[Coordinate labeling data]
##############################
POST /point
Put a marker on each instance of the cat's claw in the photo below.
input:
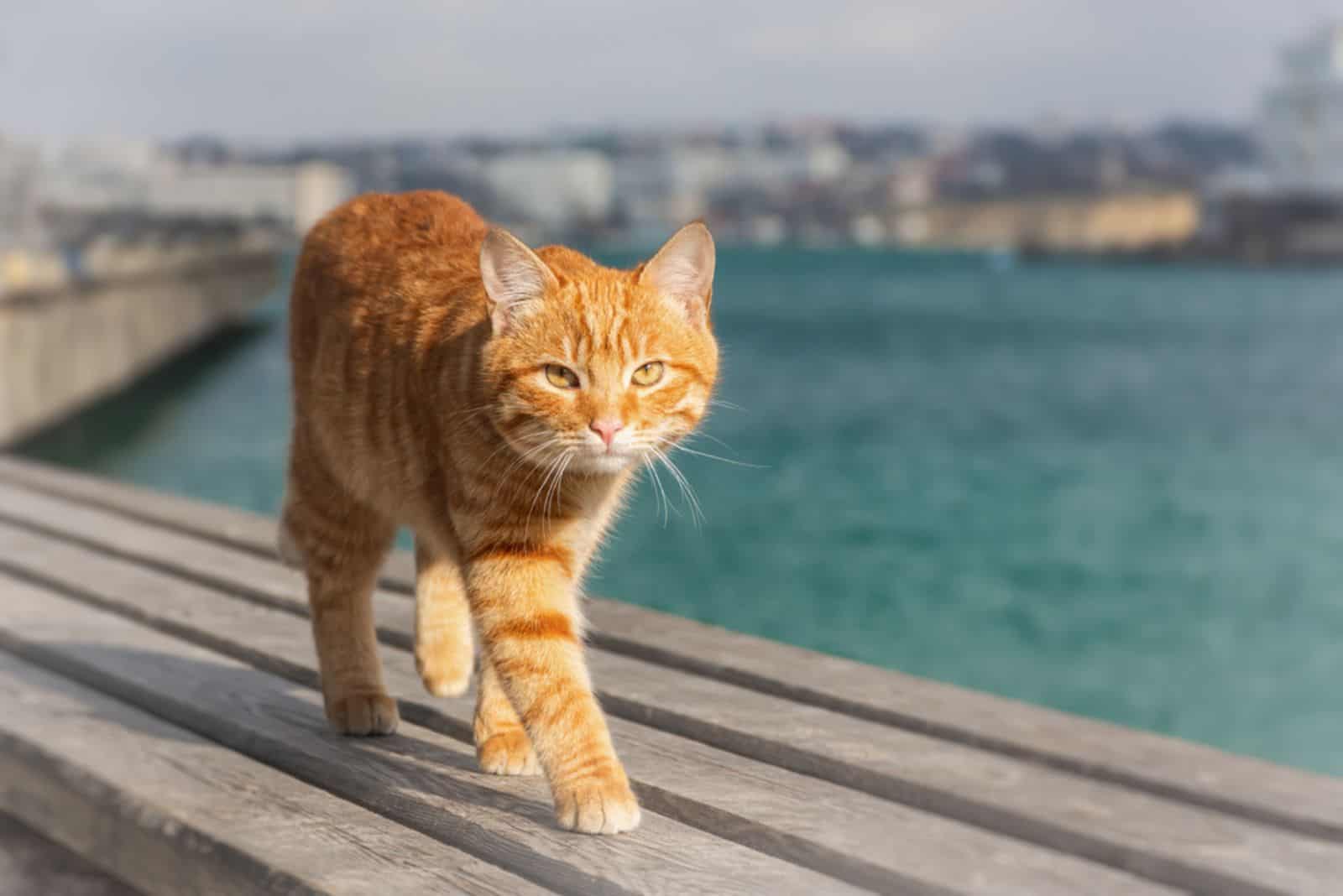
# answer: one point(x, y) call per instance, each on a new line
point(508, 753)
point(363, 714)
point(597, 806)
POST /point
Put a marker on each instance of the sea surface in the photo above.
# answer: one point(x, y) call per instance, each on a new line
point(1111, 490)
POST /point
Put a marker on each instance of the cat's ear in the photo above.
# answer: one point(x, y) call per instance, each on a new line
point(682, 270)
point(515, 278)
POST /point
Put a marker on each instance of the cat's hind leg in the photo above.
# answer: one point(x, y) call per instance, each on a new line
point(340, 544)
point(443, 643)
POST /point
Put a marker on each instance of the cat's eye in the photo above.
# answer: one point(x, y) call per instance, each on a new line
point(562, 378)
point(649, 373)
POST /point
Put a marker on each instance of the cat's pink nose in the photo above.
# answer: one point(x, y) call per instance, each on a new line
point(608, 428)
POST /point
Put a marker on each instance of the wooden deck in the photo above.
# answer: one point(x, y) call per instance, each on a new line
point(160, 716)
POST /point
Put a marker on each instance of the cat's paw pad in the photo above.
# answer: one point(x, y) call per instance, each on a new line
point(445, 676)
point(508, 753)
point(363, 714)
point(597, 806)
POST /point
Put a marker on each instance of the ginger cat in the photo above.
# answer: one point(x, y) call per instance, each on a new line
point(496, 400)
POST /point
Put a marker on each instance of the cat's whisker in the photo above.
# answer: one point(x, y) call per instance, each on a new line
point(727, 461)
point(660, 494)
point(555, 464)
point(687, 490)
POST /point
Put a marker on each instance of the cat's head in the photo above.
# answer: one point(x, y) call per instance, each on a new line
point(599, 365)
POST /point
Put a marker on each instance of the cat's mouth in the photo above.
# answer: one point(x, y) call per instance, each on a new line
point(606, 461)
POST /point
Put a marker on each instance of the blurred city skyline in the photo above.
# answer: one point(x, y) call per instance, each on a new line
point(311, 70)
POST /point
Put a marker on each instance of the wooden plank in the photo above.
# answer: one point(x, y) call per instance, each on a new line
point(1135, 832)
point(1244, 786)
point(172, 813)
point(420, 779)
point(31, 862)
point(841, 832)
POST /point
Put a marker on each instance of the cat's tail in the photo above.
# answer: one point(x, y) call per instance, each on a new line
point(285, 542)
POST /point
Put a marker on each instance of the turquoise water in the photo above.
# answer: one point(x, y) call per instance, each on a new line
point(1111, 490)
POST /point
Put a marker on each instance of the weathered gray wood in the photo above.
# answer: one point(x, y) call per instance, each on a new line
point(1131, 831)
point(172, 813)
point(31, 862)
point(420, 779)
point(1165, 766)
point(837, 831)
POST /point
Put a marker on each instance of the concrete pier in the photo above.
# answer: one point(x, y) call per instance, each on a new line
point(64, 345)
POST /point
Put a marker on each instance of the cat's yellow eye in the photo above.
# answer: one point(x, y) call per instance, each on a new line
point(562, 378)
point(649, 373)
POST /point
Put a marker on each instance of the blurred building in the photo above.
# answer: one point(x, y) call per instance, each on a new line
point(292, 196)
point(134, 177)
point(552, 188)
point(1303, 116)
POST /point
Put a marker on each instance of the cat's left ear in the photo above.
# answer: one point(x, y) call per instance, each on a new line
point(682, 270)
point(515, 278)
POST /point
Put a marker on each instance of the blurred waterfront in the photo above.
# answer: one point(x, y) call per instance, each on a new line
point(1107, 488)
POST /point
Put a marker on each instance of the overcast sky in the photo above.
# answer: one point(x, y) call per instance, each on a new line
point(292, 69)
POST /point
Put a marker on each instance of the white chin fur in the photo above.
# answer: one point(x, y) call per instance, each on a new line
point(604, 463)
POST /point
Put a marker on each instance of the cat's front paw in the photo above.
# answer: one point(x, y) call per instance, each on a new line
point(363, 714)
point(445, 678)
point(508, 753)
point(599, 805)
point(445, 672)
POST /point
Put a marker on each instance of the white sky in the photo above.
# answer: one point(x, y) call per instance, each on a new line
point(290, 69)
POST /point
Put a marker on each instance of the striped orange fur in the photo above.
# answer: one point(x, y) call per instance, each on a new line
point(497, 401)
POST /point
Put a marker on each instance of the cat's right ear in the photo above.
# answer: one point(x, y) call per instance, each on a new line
point(515, 278)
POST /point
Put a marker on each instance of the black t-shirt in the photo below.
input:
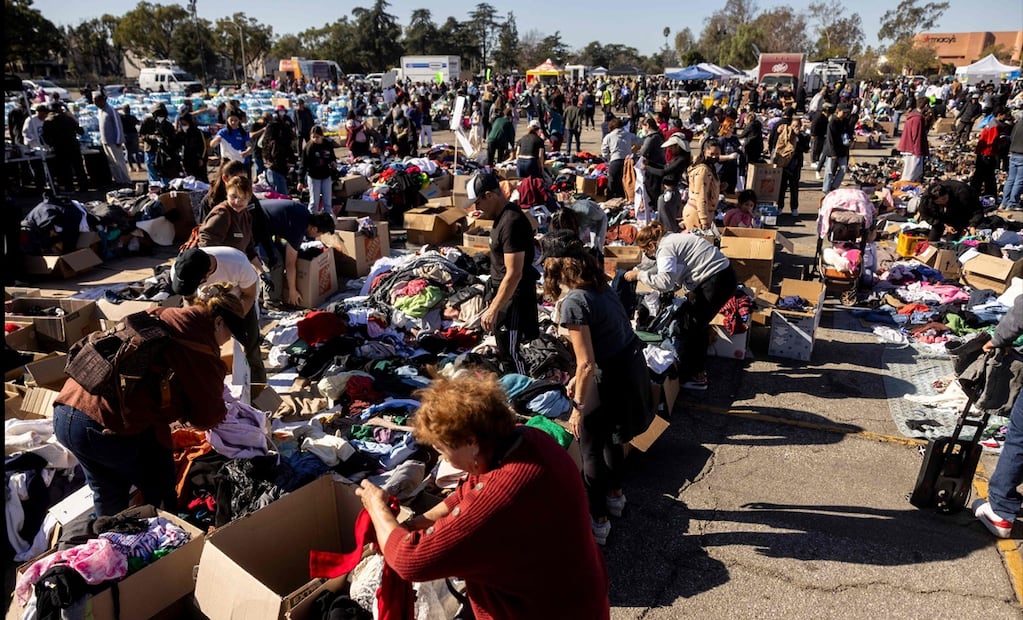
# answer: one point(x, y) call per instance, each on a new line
point(512, 233)
point(530, 145)
point(287, 220)
point(610, 329)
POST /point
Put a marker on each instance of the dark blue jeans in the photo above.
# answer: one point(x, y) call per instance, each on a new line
point(1003, 489)
point(113, 463)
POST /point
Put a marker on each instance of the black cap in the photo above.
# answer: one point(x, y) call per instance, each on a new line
point(188, 271)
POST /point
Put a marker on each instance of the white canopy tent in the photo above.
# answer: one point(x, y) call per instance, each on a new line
point(986, 70)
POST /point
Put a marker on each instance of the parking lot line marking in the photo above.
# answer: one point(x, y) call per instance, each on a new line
point(1011, 556)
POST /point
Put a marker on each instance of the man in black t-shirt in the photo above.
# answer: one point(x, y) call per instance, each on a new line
##############################
▶ **WHAT TO DO**: Find every line in the records above that contains the word "wooden", and copy each such line in full.

▶ **ANSWER**:
Put a marker on each instance of the wooden deck in the photo above.
Put a marker on each instance of the wooden plank in the photo above.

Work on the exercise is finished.